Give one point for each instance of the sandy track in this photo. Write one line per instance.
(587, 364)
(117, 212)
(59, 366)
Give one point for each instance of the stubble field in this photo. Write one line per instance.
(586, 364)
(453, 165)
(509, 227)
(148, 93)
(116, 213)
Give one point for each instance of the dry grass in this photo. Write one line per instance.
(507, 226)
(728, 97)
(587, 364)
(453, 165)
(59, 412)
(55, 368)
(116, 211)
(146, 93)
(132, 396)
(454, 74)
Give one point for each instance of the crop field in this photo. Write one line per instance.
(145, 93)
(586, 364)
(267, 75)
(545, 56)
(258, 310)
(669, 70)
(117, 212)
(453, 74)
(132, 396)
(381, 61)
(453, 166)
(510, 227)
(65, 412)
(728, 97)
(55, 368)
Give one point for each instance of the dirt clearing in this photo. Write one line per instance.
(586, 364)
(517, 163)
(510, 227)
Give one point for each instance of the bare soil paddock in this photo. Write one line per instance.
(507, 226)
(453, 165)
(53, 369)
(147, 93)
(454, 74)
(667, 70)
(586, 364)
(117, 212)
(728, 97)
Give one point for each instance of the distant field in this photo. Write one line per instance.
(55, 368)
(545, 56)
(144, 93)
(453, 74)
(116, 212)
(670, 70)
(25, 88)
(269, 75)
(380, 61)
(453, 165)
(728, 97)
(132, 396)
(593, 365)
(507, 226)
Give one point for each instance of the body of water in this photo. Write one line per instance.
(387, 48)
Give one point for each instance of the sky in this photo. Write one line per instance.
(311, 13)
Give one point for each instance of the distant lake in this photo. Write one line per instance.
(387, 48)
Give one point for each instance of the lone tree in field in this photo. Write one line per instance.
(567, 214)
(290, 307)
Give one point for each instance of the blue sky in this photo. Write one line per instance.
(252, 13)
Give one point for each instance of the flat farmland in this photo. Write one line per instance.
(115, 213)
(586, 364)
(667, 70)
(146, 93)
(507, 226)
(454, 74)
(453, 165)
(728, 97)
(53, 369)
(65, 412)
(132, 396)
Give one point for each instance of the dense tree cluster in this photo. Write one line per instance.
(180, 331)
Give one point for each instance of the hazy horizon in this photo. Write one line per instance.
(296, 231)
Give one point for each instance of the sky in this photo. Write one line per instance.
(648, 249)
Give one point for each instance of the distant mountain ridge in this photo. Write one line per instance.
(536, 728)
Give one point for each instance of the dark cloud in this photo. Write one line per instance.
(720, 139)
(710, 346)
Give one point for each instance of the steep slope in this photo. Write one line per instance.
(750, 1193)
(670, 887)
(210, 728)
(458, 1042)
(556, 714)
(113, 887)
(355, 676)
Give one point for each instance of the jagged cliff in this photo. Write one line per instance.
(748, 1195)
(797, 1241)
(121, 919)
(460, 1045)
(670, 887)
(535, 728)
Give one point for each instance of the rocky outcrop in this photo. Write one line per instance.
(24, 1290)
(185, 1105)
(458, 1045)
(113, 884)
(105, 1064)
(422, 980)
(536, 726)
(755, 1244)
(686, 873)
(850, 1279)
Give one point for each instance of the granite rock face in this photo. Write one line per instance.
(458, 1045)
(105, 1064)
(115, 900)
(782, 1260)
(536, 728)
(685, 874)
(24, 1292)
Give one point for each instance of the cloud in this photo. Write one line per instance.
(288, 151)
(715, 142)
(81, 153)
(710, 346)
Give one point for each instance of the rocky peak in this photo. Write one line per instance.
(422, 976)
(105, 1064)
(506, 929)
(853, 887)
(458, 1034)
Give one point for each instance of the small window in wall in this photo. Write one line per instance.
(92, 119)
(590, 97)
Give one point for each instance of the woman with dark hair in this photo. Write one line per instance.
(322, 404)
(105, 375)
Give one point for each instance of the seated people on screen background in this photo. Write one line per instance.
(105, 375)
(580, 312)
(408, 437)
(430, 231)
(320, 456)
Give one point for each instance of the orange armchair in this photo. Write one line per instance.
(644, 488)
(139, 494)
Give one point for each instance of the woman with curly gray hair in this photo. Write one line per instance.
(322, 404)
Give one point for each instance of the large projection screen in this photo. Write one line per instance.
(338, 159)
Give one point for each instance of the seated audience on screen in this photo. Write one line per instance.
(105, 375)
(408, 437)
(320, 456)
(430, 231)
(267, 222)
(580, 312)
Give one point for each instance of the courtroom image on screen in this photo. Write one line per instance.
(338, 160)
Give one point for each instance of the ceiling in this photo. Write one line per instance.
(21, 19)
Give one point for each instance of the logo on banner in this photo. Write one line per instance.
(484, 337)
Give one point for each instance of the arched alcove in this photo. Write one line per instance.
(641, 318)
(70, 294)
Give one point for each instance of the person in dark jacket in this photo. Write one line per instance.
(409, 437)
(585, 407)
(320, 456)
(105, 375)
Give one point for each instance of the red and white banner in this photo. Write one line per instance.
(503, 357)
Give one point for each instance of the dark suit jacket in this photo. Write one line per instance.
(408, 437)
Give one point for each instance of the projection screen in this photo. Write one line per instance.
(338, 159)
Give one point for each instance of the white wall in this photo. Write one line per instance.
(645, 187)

────────

> Job:
Update all of the records above by writing them out again with "Write one line per instance" changed to "Put each point on its own line" and everything else left the same.

> The output:
Give one point for each instance of the sandy track in this photo. Put each point on its own line.
(587, 364)
(117, 212)
(59, 366)
Give one point for each instance of the stubble field in this photo. Put each point on its own line.
(586, 364)
(453, 165)
(509, 227)
(148, 93)
(116, 213)
Give one point for each instance of the dry grass in this photo. Put each point on its own line.
(507, 226)
(728, 97)
(587, 364)
(453, 165)
(59, 412)
(55, 368)
(116, 211)
(146, 93)
(132, 396)
(454, 74)
Give one point for each instance of the crop field in this photo. Put each point on its own line.
(145, 93)
(586, 364)
(267, 75)
(545, 56)
(258, 310)
(669, 70)
(117, 212)
(453, 74)
(132, 396)
(381, 61)
(453, 166)
(510, 227)
(65, 412)
(728, 97)
(55, 368)
Give one point for each instance of the dirt clearing in this photo. Put each point on its own line.
(586, 364)
(517, 163)
(510, 227)
Give one point for each instance of the bare soil paddock in this photo. Put each point on its own line.
(507, 226)
(453, 165)
(53, 369)
(147, 93)
(454, 74)
(667, 70)
(586, 364)
(117, 212)
(728, 97)
Give one point for each instance of the distant field in this photo. Put each point on its own line.
(55, 368)
(545, 56)
(144, 93)
(453, 74)
(116, 212)
(670, 70)
(25, 88)
(269, 75)
(380, 61)
(453, 165)
(728, 97)
(132, 396)
(593, 365)
(507, 226)
Give one point for each instance of the body of water in this photo. Put each point on its own line.
(387, 48)
Give one point for each instance of the sky in this photo. Put each point on its own line.
(311, 13)
Give one point for each instance of the distant lake in this photo. Put each point on its own line.
(387, 48)
Give one point for each instance of the lone tree in field in this photo. Put each point on its own line.
(567, 214)
(290, 307)
Give one point for each instance of the blue sky in this photo. Put each point on its own line.
(252, 13)
Give one point for each instance of the flat farmland in this photo. Put each point on its own line.
(115, 213)
(586, 364)
(667, 70)
(146, 93)
(507, 226)
(454, 74)
(453, 165)
(728, 97)
(53, 369)
(65, 412)
(132, 396)
Give one point for each instance of the dense tree cluster in this photo. Put each point on its own line.
(180, 331)
Give one point for each instance of the hazy horizon in this photo. Put each point on its own line.
(296, 231)
Give one point for each instance of the sky in this photo. Put each point on its own line.
(648, 249)
Give one point for each instance of the distant mountain ridge in this photo. Put each point on its own line.
(536, 728)
Give one point for each instance of the dark cloud in this photo. Put each point on its own line.
(720, 139)
(710, 346)
Give one point for each instance of the steep slope in this photo. Put each point on its own line.
(750, 1193)
(670, 887)
(210, 728)
(458, 1042)
(556, 714)
(113, 887)
(355, 676)
Give one point for each instance of the jagged cliff in this photo. Put each point on its own line.
(748, 1195)
(797, 1241)
(121, 919)
(460, 1045)
(670, 887)
(535, 728)
Give one point for each instance of the rocky outcrop in this photo. Put each point on its own line.
(24, 1290)
(185, 1105)
(458, 1045)
(113, 884)
(105, 1064)
(422, 980)
(536, 726)
(755, 1244)
(686, 873)
(850, 1279)
Give one point for each instance of the granite rock face in this photo. Put each point on its own line.
(458, 1045)
(105, 1064)
(115, 900)
(782, 1260)
(536, 728)
(685, 874)
(24, 1292)
Give one point for each instance of the cloud in this photo. Put each point on its own line.
(288, 151)
(715, 142)
(81, 153)
(710, 346)
Give one point for each instance of the rocky peak in this photo. Put each point on its own line.
(422, 976)
(105, 1064)
(506, 929)
(853, 887)
(458, 1034)
Give one point for each instance of the small window in wall in this photo. Put each point on its own line.
(92, 119)
(590, 97)
Give one point for each instance of the woman with dark hair in this photo. Put each point on its own line.
(322, 404)
(105, 375)
Give one point for each instance of the seated people on screen background in this photo. Put each point on its own line.
(105, 375)
(580, 312)
(408, 437)
(430, 231)
(320, 456)
Give one point for each instance of the orange armchair in this photo. Put each point on its own line.
(644, 488)
(139, 494)
Give one point for each instance of the woman with curly gray hair in this photo. Put each point on its own line.
(322, 404)
Give one point for each instance of the large projection screen in this photo. Put each point on its own line.
(338, 159)
Give one point for each instance of the seated audience on screen in this photo. Put each point on its own line.
(105, 375)
(408, 437)
(320, 456)
(430, 231)
(267, 222)
(580, 312)
Give one point for each instance of the courtroom image on screen in this photo. Put each point on its own line.
(338, 160)
Give one point for each instance of the ceiling in this photo. Put each point on its own line.
(21, 19)
Give one point for each instance of the logo on banner in this photo. Put each point on its own line.
(484, 337)
Give one point for each instance of the arched alcove in this photo. Put each point on its own line.
(641, 318)
(70, 294)
Give one point for each instance of the person in dark jacket in this photo. Put each point on its own line.
(409, 437)
(585, 407)
(320, 456)
(105, 375)
Give one point for each instance of the red and white banner in this photo. Put each point on its own line.
(503, 357)
Give one point for each instance of the dark suit jacket in this photo. Put each point on its own line.
(408, 437)
Give one point for each instance of the projection screen in this photo. Put each point on its own line.
(338, 159)
Give one point for each instance of the white wall in this photo. Put each point on its own line.
(645, 187)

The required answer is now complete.